Exercise brief:
Word for word, print the entries that follow.

##### Information supplied

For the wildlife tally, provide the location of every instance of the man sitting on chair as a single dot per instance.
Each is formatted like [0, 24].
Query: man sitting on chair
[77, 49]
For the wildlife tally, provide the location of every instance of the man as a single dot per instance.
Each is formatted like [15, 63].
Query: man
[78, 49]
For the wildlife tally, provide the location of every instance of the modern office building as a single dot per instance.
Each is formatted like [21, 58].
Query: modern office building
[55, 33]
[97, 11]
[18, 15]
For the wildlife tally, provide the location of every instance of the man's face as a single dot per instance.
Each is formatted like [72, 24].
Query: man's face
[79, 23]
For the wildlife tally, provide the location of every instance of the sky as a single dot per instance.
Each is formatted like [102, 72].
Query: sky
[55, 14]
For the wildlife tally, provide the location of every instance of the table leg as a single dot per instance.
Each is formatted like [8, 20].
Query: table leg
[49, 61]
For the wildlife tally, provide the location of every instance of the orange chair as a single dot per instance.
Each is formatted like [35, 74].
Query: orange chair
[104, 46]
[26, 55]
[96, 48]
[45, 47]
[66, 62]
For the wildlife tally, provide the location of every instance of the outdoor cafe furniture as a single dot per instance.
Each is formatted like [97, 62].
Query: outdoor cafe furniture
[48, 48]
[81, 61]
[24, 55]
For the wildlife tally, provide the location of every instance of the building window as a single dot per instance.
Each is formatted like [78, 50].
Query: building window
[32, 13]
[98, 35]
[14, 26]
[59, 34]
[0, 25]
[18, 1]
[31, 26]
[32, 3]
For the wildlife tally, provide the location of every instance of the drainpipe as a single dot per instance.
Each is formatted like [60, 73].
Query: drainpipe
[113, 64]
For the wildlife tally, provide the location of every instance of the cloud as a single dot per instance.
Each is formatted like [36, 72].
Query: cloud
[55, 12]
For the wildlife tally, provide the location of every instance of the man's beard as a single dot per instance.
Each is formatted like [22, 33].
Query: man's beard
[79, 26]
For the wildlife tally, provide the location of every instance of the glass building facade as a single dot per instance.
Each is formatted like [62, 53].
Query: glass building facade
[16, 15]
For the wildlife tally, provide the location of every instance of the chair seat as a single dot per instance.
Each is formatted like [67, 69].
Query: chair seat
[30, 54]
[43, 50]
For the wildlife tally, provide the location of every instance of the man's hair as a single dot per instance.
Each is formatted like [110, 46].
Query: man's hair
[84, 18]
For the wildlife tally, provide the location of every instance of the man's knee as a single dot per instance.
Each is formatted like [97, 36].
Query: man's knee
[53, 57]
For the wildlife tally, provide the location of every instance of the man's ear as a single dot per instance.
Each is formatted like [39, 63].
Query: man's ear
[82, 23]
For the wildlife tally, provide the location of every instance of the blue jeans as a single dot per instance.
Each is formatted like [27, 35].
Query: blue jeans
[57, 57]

##########

Exercise response:
For the wildlife tally, provide the location of every instance of the man sitting on chair as a single dot per instance.
Each is formatted like [0, 24].
Query: man sitting on chair
[77, 49]
For the wildlife tally, provide the location of every instance of the man as a single dot per instance.
Each is formatted like [15, 63].
Query: man
[78, 49]
For the wildlife tally, provide the location of every instance of the modern office building as a single dot per instance.
Each is formatted like [21, 58].
Query: modern office building
[55, 33]
[97, 11]
[18, 15]
For the wildlife tally, provide the location of every instance of the man's face as a single dot per instance.
Each is formatted like [72, 24].
Query: man's face
[79, 23]
For the wildlife tally, provide the location of every instance of the sky as a single dot per instance.
Each is formatted like [102, 72].
Query: sky
[55, 14]
For the wildlife tally, provide the location of every instance of the table leg as a single dot per instance.
Each is formatted like [8, 20].
Query: table leg
[49, 61]
For the wildlife tally, provide the location of every instance of the orange chair as a single dot per instance.
Each is formatted like [35, 74].
Query: orange chair
[104, 46]
[26, 55]
[96, 48]
[45, 47]
[66, 62]
For the wildlife tally, provide the location of every instance of the outdoor cafe furniture as a single dot per instance.
Each is formatted like [97, 62].
Query: outdoor cafe furniture
[48, 48]
[81, 61]
[24, 55]
For the wildlife tally, provide the location of every instance of the building window as a single dot per instance.
Each is formatted like [78, 50].
Query: building window
[32, 13]
[98, 35]
[14, 26]
[59, 34]
[0, 25]
[18, 1]
[31, 26]
[32, 3]
For the wildlife tally, provide the location of every instance of the drainpipe as a single dot per instance.
Each is formatted like [60, 73].
Query: drainpipe
[113, 64]
For the wildlife tally, provide the location of every instance of the cloud as a single dot per instance.
Each is formatted like [36, 72].
Query: cloud
[55, 12]
For the wildlife tally, provide the location of every instance of the man's beard as a single dot per instance.
Each is formatted like [22, 33].
Query: man's beard
[79, 26]
For the wildlife tally, provide the location of every instance of the glass building facade as a single dot per instance.
Each is formatted like [62, 53].
Query: glass building facade
[16, 15]
For the wildlife tally, provide the location of every instance of the chair seat as a single dot per instance.
Each is formatted like [67, 69].
Query: chair seat
[30, 54]
[43, 50]
For the wildlife tally, provide the location of every instance of the man's hair as a single dot per instance.
Each is formatted like [110, 46].
Query: man's hair
[84, 18]
For the wildlife tally, provide the location of every instance of the man's knee as a single dot per instance.
Each is formatted like [97, 36].
Query: man's knee
[53, 57]
For the wildlife tally, provide the location of every instance of the man's ear as a single dot per instance.
Each is formatted like [39, 63].
Query: man's ear
[82, 23]
For the wildlife tally, provide the location of every instance of the blue jeans as a single dot per instance.
Each is formatted like [27, 35].
Query: blue jeans
[57, 57]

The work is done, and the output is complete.